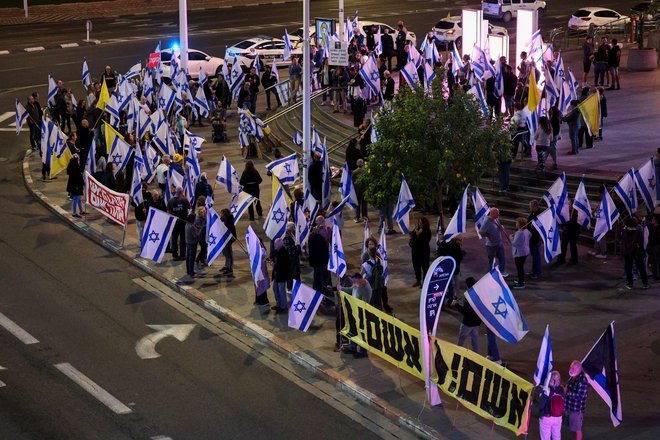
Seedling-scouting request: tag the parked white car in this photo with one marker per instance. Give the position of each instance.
(268, 48)
(583, 17)
(212, 66)
(507, 9)
(450, 30)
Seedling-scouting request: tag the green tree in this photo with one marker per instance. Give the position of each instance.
(440, 146)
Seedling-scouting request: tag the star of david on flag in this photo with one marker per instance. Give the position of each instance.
(157, 233)
(493, 301)
(305, 301)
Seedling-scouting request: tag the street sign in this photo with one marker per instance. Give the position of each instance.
(338, 55)
(154, 60)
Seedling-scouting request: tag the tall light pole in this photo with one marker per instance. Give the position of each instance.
(307, 130)
(183, 34)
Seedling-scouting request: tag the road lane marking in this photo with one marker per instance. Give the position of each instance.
(15, 330)
(93, 388)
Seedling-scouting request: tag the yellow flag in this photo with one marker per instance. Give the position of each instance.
(533, 96)
(104, 97)
(110, 135)
(590, 109)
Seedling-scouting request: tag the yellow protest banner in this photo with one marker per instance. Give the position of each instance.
(482, 386)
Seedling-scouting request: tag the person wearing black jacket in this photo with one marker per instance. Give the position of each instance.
(569, 236)
(250, 181)
(420, 237)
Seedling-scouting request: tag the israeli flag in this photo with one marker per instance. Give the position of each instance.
(165, 99)
(256, 252)
(557, 198)
(21, 116)
(382, 250)
(481, 210)
(275, 224)
(458, 223)
(625, 189)
(410, 74)
(493, 301)
(346, 187)
(646, 181)
(581, 204)
(52, 91)
(157, 233)
(87, 79)
(297, 139)
(606, 215)
(337, 262)
(239, 204)
(134, 71)
(305, 301)
(544, 362)
(404, 205)
(369, 72)
(228, 177)
(546, 224)
(217, 235)
(287, 46)
(120, 153)
(285, 169)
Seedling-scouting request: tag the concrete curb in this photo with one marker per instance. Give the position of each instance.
(319, 369)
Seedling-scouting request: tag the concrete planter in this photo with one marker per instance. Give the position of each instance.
(642, 59)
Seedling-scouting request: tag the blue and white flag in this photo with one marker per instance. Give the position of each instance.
(52, 91)
(87, 79)
(557, 198)
(275, 224)
(285, 169)
(256, 252)
(606, 214)
(581, 204)
(602, 371)
(346, 187)
(369, 72)
(287, 46)
(409, 72)
(157, 233)
(337, 261)
(544, 362)
(493, 301)
(239, 204)
(404, 205)
(458, 223)
(382, 250)
(120, 153)
(546, 224)
(297, 139)
(217, 235)
(21, 116)
(481, 210)
(165, 99)
(305, 301)
(227, 176)
(646, 181)
(625, 189)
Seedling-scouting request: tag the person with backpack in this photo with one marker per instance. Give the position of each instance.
(552, 405)
(372, 270)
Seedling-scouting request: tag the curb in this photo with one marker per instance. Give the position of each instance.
(319, 369)
(52, 46)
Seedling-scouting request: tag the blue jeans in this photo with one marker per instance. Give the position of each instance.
(493, 351)
(279, 290)
(535, 250)
(494, 252)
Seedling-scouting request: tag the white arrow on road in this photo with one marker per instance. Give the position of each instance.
(146, 347)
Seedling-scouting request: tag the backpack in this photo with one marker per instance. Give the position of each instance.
(376, 280)
(557, 404)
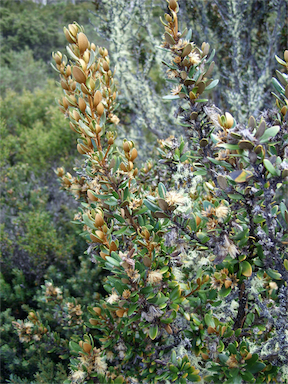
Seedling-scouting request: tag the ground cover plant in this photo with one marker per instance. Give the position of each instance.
(190, 250)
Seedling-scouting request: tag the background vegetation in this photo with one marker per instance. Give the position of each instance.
(40, 248)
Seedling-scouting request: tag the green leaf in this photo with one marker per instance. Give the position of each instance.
(278, 86)
(173, 357)
(257, 367)
(274, 274)
(270, 168)
(232, 349)
(112, 261)
(241, 176)
(75, 347)
(170, 97)
(270, 132)
(246, 268)
(162, 190)
(119, 380)
(132, 309)
(153, 332)
(212, 85)
(211, 57)
(88, 222)
(152, 207)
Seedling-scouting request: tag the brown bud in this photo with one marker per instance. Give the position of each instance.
(65, 103)
(79, 75)
(120, 312)
(227, 283)
(126, 146)
(210, 330)
(83, 64)
(73, 29)
(68, 70)
(91, 196)
(100, 109)
(68, 36)
(76, 115)
(105, 66)
(82, 104)
(229, 120)
(97, 310)
(82, 149)
(83, 42)
(98, 220)
(57, 58)
(147, 261)
(134, 154)
(87, 347)
(123, 167)
(173, 5)
(97, 98)
(113, 246)
(86, 56)
(168, 329)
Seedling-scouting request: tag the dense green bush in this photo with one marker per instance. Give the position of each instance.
(197, 262)
(191, 248)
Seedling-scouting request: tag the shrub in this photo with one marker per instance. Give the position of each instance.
(193, 247)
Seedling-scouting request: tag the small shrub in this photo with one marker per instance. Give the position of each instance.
(191, 249)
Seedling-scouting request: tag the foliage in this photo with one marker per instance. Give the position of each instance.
(185, 276)
(246, 36)
(195, 258)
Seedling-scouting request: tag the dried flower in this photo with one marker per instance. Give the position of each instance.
(221, 211)
(78, 377)
(175, 91)
(232, 362)
(194, 58)
(173, 197)
(126, 294)
(113, 298)
(154, 277)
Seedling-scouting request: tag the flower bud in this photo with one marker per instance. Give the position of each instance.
(68, 36)
(105, 66)
(82, 42)
(173, 5)
(68, 70)
(82, 104)
(99, 220)
(86, 56)
(97, 98)
(83, 64)
(86, 347)
(73, 29)
(100, 109)
(134, 154)
(126, 146)
(76, 115)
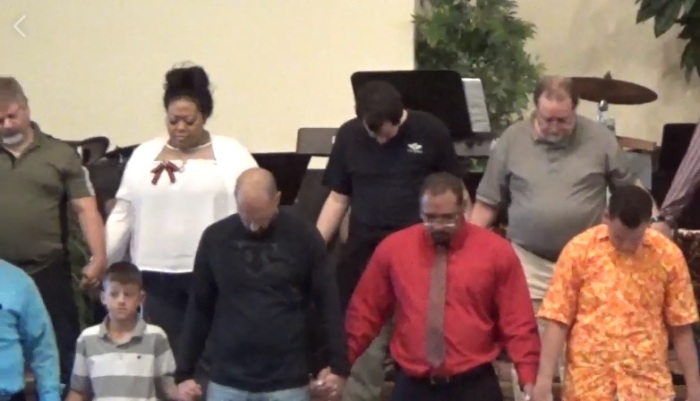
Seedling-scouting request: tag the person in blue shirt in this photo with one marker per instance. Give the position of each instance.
(26, 338)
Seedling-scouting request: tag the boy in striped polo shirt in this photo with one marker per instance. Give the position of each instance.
(123, 358)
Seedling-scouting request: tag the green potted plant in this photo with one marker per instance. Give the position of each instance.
(482, 39)
(79, 256)
(668, 13)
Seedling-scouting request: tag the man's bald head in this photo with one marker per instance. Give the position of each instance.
(256, 181)
(257, 198)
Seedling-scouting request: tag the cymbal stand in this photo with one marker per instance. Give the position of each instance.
(603, 116)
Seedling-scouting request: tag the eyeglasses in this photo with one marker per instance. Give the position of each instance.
(441, 221)
(555, 121)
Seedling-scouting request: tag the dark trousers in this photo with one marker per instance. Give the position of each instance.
(167, 295)
(55, 284)
(480, 384)
(354, 256)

### Short task
Make an exact reproduction of the listing above, without any pictures.

### Exercise result
Seedling-scouting request: tag the parked white car in this photo with one marker per instance. Give the position of each instance.
(268, 48)
(583, 17)
(212, 66)
(507, 9)
(450, 30)
Seedling-scouting request: tag the green tree in this photo with one marker per instance. Give the position of each instance.
(440, 146)
Seedling-scouting request: tag the star of david on flag in this photo with one marker per instance. Give the position of each instance.
(157, 233)
(493, 301)
(305, 301)
Seedling-scouting request: tag the street sign in this photo with one marker per instance. Give the position of each instance.
(338, 55)
(154, 60)
Seedling-scouting request: tag the tall light pole in this photo with one marker per instance. Give the position of each instance.
(307, 130)
(183, 34)
Seedling-scouting request: tag the road lane marking in this photo with one marker per instance. Give the position of each instance.
(15, 330)
(93, 388)
Seedling-scouting request: tag the yellow flag in this photo with one marker per instance. Give the position of each instance.
(533, 96)
(104, 97)
(110, 135)
(590, 109)
Seedling-scouting request: tag the yellow protest banner in this photo with one marker per instance. Give the position of each instance.
(482, 386)
Seedling-scouting request: tag the person wearing black jacket in this photo with one marker per instance. Give the position of each instance.
(569, 236)
(250, 181)
(420, 237)
Seedling-scouting request: tag the israeli flag in this photo with one marker per instance. Give the position of each instance.
(165, 99)
(256, 252)
(557, 198)
(21, 116)
(382, 250)
(481, 210)
(275, 224)
(458, 223)
(625, 189)
(410, 74)
(493, 301)
(346, 187)
(646, 181)
(581, 204)
(52, 91)
(157, 233)
(87, 79)
(297, 139)
(606, 215)
(337, 262)
(239, 204)
(134, 71)
(305, 301)
(544, 362)
(404, 205)
(369, 72)
(228, 177)
(546, 224)
(217, 235)
(287, 46)
(120, 153)
(285, 169)
Seedling-scouting request: tag the concrete curb in this photo with one marker per instance. Give the position of each instance.
(319, 369)
Seedling-scouting request: tag the concrete planter in this photo with one marker per instance. Give the position of each instance.
(642, 59)
Seedling-scouting request: tag the blue and white flag in this photo with one marker per instance. Give the position of each instance.
(52, 91)
(87, 79)
(557, 198)
(275, 224)
(285, 169)
(256, 252)
(606, 214)
(581, 204)
(602, 371)
(346, 187)
(369, 72)
(287, 46)
(409, 72)
(157, 233)
(337, 261)
(544, 362)
(493, 301)
(239, 204)
(404, 205)
(458, 223)
(382, 250)
(120, 153)
(546, 224)
(297, 139)
(217, 235)
(21, 116)
(481, 210)
(165, 99)
(305, 301)
(227, 176)
(646, 181)
(625, 189)
Seedling-scouting request: tag the person with backpack in this photo with one marker per instance. Give the position of each instance.
(552, 405)
(372, 270)
Seedling-scouting request: tag the curb in this photo with one marker per instance. Give the position of each instance.
(319, 369)
(52, 46)
Seedling-scouting request: tag the blue jeans in this photo with one marker per instance. Give the position of each instance.
(493, 351)
(279, 290)
(535, 250)
(494, 252)
Seedling-scouting request: tag the white arrow on road in this photo with one marker per instance. Give the position of each instance.
(146, 347)
Seedling-scouting request: tag the backpack in this photo with one marker per instance. Give the position of each instance.
(376, 280)
(557, 404)
Seedling-scouting request: tag the ground cover plant in this photo with one marker per instance. Give the position of each instance.
(190, 250)
Seedling-scouting request: tag the background vegetation in this photo with one marker per instance. Give the position of each instance.
(40, 248)
Seedling-scouting request: tag the green leaf in this photo with one marker per instance. Give the position of each instance.
(278, 86)
(173, 357)
(257, 367)
(274, 274)
(270, 168)
(232, 349)
(112, 261)
(241, 176)
(75, 347)
(170, 97)
(270, 132)
(246, 268)
(162, 190)
(119, 380)
(132, 309)
(153, 332)
(212, 85)
(211, 57)
(88, 222)
(152, 207)
Seedling-scouting request: tag the brown bud in this photo with one marker per instance. Give the position of each instance.
(65, 103)
(79, 75)
(120, 312)
(227, 283)
(126, 146)
(210, 330)
(83, 64)
(73, 29)
(68, 70)
(91, 196)
(100, 109)
(68, 36)
(76, 115)
(105, 66)
(82, 104)
(229, 120)
(97, 310)
(82, 149)
(83, 42)
(98, 220)
(57, 58)
(147, 261)
(134, 154)
(87, 347)
(123, 167)
(173, 5)
(97, 98)
(113, 246)
(86, 56)
(168, 329)
Seedling-scouting request: tag the dense green bush in this photo with one marker per instance. Give the position of each instance.
(197, 262)
(191, 248)
Seedling-scouting request: tag the shrub in this photo with one marker per instance. Give the position of each instance.
(193, 247)
Seedling-scouting request: tag the small shrub in this photo with one marker per instance. Give the position of each instance.
(191, 249)
Seedling-scouting request: tag the foliage in this photo with one marker per instance. Give the position of each instance.
(185, 276)
(246, 36)
(195, 258)
Seedling-scouting request: tag the dried flower in this photo with one marker per instance. Give the position of each instance.
(221, 211)
(78, 377)
(175, 91)
(232, 362)
(194, 58)
(173, 197)
(126, 294)
(113, 298)
(154, 277)
Seedling-scouting request: tag the flower bud in this photo with one marker per instance. Give the position of each instance.
(68, 36)
(105, 66)
(82, 42)
(173, 5)
(68, 70)
(82, 104)
(99, 220)
(86, 56)
(97, 98)
(83, 64)
(86, 347)
(73, 29)
(100, 109)
(134, 154)
(126, 146)
(76, 115)
Seedling-scouting request: tag the person in blue shirt in this photo with one marker per instance. Give the position of each instance.
(26, 338)
Seedling-scouting request: tag the boy in striped polo shirt in this photo with one marker per instance. Give the position of each instance.
(123, 358)
Seedling-scouting request: tag the green potted plant in this photo with one marker per instance. Give the position of each instance.
(482, 39)
(79, 256)
(668, 13)
Seedling-scouting request: tag the man's bald head in this photo with one marker per instance. Give the position of each instance.
(256, 181)
(257, 198)
Seedling-scouting request: tag the cymbal stand in this photo with one marker per instance. Give the position of each instance.
(603, 116)
Seedling-scouting request: tag the eyeglasses in this photo with one marker per instance. Give the position of each instance.
(441, 221)
(555, 121)
Seedling-scouting request: tag the dark trousers in this photo with one marker per instance. Give the position of each instance.
(167, 295)
(55, 284)
(480, 384)
(354, 256)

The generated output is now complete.